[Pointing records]
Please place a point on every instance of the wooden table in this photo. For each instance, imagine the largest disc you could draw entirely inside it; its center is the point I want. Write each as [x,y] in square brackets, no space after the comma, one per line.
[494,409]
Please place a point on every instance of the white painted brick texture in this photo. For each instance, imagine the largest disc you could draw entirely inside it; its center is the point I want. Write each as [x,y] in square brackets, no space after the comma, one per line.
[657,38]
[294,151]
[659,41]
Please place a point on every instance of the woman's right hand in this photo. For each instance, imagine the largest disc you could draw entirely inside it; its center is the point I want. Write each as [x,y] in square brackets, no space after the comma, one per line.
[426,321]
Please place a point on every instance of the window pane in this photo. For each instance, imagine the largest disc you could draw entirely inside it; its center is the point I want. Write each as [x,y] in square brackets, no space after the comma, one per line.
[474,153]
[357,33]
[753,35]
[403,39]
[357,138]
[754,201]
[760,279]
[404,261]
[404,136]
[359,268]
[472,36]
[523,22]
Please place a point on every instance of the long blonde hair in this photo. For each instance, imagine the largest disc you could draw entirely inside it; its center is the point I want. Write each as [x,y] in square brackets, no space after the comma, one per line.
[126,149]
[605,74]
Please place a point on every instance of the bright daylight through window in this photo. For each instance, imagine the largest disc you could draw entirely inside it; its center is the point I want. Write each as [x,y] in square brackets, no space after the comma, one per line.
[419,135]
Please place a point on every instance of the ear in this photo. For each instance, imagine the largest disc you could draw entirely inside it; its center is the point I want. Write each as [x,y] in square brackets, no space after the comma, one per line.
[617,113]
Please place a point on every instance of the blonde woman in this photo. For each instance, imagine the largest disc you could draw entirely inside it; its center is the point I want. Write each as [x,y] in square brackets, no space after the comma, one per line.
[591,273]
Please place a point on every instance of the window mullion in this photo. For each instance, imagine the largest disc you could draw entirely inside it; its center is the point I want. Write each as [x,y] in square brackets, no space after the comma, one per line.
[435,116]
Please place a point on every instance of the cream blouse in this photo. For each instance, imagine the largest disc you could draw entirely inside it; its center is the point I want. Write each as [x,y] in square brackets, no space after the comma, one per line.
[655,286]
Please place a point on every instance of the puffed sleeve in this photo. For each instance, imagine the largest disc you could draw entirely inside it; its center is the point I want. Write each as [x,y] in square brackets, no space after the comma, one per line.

* **What the task asks**: All of the lines above must be returned exactly.

* **Reply**:
Please place a point on every instance of the wooden table in this photo. For each instance, imagine the largest disc you could draw entirely inside it; its center is the point I want. Write each as [x,y] in square brackets, no space after the comma, one per line.
[494,409]
Please place a point on every instance of the white painted brick texture in this photo. For each instance, imagine the largest disc you could draw entirely inside it; its center is the point I want. Write each as [x,y] in square brackets, no space after the comma, one per line.
[657,38]
[294,151]
[659,41]
Please place a point on every instance of the woman's right hand in this photo. For each instance, imagine the largest disc you could draw entirely inside it; its center is the point I want. Write each as [x,y] in square brackets, no space after the comma, one per line.
[426,321]
Please place a point on every instance of the window pane in this photo. For each instance, imagine the largest disc you could draw entirely inside it; its center is the point I want. Write each as [x,y] in square brackets, no space after the comma, one per line.
[474,153]
[357,33]
[753,35]
[403,39]
[357,138]
[754,201]
[760,279]
[404,261]
[404,136]
[359,268]
[472,36]
[523,22]
Please place a point on every instance of the long blonde hair in this photo. For each instance, imagine the largest disc you could draw entirely inside it; its center is the point I want. Write each as [x,y] in square brackets, no space after the comma, one per line.
[126,149]
[605,74]
Please place a point on every instance of the bright daylight through window in this photo. For each instance, imagine the largest disc you could draw entirely inside it; its center is the point I want. Write each as [x,y] in square brackets, no space after the comma, one per line.
[419,135]
Please place a point on every instance of the ear in this photo. For each instance, imagine the largest disc you could draw entirely inside it; its center is the point I want. Write each as [x,y] in square brackets, no space after the comma, one per line.
[617,113]
Please place a point on every instance of the blonde woman in this photo. For each instance, imagine the largest disc you could draw entirely inside it; its center is the point I want. Write each as [x,y] in square brackets, no space after the comma, one per line.
[591,273]
Please place a point on every instance of the window mullion in this photo. For each instance, imagine the largest disc you could draw entirely inside it; its center is the point I want. Write each as [x,y] in square brackets, no space after the comma, one per line.
[435,116]
Please place a point on every instance of the cream blouse in this photo. For each instance, imagine the largest disc you could draw entirely inside it; its center is the point I want. Write each as [x,y] in square brackets, no space after the comma, one per line.
[655,286]
Please place a point on every instance of the puffed sleeve in this photo. For each instance, imagine the largest disc you could draw entirely inside it; its center is the point I want. Write each as [x,y] in square brackets, no space after the comma, one per line.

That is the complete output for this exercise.